Task brief: In the material below, find the line with "Annotation guideline: for every instance of the crowd" and the line with "Annotation guideline: for every instance of the glass window", then output those two lines and every line between them, exactly.

Provided entries:
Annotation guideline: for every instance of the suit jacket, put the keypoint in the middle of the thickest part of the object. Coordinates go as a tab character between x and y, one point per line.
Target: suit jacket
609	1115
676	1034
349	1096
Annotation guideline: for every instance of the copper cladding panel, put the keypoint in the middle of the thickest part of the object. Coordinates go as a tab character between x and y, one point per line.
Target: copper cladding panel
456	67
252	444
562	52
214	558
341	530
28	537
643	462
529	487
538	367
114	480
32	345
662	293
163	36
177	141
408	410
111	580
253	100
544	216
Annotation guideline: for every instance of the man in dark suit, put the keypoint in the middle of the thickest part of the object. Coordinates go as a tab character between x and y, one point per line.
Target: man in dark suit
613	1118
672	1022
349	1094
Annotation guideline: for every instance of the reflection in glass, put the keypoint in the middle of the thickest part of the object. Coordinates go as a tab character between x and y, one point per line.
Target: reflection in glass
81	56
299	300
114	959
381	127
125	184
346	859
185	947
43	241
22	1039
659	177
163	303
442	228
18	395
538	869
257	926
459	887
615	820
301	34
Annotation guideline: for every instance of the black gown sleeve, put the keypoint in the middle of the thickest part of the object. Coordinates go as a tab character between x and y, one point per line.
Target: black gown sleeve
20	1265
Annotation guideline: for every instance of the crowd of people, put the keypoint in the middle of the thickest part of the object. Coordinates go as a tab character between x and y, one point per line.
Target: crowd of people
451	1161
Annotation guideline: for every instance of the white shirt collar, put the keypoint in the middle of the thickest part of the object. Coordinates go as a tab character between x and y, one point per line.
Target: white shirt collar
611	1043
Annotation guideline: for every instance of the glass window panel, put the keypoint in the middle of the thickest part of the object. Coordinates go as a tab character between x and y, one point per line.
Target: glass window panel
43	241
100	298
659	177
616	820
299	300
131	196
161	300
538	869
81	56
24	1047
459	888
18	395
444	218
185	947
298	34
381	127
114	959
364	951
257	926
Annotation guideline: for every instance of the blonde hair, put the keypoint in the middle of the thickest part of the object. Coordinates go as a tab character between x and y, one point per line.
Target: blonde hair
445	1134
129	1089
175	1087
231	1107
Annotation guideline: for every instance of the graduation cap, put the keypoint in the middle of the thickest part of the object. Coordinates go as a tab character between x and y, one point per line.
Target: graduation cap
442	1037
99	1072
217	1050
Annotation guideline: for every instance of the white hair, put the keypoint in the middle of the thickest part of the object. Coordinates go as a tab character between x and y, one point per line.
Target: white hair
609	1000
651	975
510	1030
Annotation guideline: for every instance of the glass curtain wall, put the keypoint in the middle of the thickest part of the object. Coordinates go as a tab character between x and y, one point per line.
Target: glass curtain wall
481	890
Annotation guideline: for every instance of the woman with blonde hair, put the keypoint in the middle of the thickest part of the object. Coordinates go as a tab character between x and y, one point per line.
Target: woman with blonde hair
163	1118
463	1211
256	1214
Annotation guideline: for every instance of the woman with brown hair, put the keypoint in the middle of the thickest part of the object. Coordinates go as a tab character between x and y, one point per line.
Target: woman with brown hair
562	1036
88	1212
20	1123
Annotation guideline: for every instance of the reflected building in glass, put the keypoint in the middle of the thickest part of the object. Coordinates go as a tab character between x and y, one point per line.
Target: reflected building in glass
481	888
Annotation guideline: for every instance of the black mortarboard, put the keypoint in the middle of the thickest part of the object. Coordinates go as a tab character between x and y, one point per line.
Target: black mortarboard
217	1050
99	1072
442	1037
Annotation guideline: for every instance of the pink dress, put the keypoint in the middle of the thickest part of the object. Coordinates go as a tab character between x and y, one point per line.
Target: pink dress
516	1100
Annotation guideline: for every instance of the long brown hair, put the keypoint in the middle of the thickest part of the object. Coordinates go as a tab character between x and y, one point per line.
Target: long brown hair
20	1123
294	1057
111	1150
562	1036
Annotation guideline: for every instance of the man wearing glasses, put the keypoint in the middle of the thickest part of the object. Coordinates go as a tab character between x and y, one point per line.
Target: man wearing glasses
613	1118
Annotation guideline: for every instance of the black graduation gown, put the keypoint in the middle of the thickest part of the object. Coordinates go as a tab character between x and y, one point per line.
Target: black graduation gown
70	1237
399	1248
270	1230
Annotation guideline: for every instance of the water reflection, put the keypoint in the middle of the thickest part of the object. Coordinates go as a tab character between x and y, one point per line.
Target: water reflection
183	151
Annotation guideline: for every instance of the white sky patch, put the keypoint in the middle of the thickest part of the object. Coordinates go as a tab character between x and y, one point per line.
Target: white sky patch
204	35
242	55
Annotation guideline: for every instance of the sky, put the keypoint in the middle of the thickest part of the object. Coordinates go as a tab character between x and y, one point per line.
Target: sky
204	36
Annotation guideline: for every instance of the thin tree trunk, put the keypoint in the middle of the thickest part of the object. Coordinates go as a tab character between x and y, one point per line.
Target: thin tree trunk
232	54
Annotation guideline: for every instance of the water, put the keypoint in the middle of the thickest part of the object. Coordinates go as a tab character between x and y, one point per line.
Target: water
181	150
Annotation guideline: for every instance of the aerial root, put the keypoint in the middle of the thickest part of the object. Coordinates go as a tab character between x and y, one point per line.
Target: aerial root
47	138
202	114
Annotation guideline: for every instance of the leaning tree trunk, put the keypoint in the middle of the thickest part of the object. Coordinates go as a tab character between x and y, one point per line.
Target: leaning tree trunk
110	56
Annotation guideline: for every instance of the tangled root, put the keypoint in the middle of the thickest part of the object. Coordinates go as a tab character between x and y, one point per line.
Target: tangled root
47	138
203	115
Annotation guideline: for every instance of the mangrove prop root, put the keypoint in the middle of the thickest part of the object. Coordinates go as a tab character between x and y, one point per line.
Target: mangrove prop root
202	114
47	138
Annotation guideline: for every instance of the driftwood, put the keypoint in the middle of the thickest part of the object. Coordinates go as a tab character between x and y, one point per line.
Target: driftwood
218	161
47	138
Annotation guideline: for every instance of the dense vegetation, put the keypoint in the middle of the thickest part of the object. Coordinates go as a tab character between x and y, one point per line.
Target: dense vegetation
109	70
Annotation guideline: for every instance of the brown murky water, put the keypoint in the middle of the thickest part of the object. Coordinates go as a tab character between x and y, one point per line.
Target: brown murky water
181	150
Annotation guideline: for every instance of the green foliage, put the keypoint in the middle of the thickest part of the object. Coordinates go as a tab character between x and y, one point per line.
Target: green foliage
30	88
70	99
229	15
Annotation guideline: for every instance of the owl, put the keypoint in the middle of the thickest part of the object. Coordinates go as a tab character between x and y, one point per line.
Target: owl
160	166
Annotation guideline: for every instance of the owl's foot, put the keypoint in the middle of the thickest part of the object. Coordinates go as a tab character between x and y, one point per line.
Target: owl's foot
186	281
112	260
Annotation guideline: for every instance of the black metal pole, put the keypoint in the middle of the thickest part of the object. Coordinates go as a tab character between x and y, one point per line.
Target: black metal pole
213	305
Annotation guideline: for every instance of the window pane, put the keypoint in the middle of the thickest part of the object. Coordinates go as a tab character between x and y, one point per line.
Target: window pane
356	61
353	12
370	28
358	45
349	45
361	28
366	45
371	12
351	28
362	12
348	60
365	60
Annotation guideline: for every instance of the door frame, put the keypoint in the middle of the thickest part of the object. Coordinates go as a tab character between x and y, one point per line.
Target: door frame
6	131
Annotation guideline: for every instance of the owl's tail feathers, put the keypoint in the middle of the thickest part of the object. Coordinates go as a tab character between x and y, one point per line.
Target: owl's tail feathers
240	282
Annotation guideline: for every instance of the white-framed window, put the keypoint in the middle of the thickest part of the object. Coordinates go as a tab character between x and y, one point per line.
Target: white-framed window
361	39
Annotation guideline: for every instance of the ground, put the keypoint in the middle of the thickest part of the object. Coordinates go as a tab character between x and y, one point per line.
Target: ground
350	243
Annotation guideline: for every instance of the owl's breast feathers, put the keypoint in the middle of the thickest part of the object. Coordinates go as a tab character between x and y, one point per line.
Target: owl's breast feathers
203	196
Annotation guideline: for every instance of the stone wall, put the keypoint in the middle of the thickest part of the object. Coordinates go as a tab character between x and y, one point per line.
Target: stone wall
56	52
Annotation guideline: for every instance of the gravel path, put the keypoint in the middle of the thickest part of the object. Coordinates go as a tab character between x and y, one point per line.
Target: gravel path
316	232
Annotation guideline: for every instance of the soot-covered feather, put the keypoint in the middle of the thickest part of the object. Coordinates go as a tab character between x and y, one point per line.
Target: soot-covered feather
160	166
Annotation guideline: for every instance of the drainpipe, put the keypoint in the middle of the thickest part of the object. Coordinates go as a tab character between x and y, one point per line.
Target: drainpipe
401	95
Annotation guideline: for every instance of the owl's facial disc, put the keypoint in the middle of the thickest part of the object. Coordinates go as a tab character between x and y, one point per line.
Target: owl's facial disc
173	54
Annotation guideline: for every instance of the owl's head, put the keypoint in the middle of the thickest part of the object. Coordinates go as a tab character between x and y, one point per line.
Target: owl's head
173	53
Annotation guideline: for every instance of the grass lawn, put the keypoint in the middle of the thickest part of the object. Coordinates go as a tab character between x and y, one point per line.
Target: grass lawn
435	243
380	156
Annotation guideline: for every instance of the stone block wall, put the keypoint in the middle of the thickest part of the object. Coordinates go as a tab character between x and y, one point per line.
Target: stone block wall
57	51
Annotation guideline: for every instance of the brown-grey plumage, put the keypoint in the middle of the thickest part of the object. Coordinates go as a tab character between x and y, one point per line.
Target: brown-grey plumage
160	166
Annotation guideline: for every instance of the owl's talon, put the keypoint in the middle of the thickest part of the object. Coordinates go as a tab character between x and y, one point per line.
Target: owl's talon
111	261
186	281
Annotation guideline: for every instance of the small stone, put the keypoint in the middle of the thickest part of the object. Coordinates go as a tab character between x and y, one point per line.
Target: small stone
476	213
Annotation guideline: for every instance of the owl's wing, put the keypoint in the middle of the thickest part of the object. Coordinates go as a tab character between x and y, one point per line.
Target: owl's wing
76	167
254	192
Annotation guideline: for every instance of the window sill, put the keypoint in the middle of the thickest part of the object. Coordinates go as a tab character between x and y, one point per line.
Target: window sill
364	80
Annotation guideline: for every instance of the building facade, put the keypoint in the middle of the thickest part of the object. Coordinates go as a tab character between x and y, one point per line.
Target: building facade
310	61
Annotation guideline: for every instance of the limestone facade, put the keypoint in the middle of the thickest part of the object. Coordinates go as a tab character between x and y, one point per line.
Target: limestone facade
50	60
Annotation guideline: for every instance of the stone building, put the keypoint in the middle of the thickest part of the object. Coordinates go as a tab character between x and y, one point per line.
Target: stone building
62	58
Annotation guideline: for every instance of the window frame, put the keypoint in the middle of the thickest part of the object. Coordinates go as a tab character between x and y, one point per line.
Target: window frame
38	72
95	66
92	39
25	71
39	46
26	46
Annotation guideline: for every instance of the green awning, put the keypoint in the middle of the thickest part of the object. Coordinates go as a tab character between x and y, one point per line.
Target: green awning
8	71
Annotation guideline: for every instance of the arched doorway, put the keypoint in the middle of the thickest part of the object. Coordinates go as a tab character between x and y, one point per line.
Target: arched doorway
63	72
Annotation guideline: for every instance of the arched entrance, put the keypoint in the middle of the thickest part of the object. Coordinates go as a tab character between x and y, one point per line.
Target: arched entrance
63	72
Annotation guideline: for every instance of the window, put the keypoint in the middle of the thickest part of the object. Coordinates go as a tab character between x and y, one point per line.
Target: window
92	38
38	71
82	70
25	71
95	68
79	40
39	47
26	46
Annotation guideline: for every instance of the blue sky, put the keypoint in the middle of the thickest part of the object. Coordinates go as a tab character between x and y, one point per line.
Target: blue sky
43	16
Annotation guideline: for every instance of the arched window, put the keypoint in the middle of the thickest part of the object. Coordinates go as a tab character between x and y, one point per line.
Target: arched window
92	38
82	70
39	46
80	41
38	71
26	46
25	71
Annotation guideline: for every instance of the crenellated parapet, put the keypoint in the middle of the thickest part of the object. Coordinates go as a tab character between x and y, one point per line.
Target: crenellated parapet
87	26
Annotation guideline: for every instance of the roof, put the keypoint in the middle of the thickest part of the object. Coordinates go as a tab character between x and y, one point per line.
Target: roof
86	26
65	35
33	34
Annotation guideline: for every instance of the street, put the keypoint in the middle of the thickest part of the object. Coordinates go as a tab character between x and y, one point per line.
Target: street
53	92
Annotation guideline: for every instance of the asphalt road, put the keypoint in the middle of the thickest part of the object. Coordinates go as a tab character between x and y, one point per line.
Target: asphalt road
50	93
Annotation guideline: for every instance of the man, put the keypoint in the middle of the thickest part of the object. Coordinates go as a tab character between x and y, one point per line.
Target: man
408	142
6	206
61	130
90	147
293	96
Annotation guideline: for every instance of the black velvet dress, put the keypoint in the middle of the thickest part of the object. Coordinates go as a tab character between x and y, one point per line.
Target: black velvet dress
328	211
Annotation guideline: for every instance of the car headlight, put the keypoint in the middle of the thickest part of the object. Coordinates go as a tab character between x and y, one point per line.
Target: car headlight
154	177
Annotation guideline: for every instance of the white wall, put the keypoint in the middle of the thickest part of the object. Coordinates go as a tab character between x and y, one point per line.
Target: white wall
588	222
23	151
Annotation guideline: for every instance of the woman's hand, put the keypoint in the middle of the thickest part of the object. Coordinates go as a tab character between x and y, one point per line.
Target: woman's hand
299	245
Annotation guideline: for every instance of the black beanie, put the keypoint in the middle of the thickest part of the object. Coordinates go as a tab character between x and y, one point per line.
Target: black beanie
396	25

Answer to this task:
Annotation guideline: for every instance of the crowd of people, put the keypoint in the middle of the thickest part of the object. Coordinates go as a tab character between x and y, one point per line.
Target: crowd of people
451	1161
Annotation guideline: for every instance of the white shirt collar, put the keypoint in the middle of the thickest part of the object. Coordinates go as a tab character between x and y, one point per line.
Target: white shirt collar
611	1043
Annotation guideline: for every instance of the glass window panel, put the keypoint in the middle of the thickest part of the object. Coordinates go as a tab character between x and y, one point per line.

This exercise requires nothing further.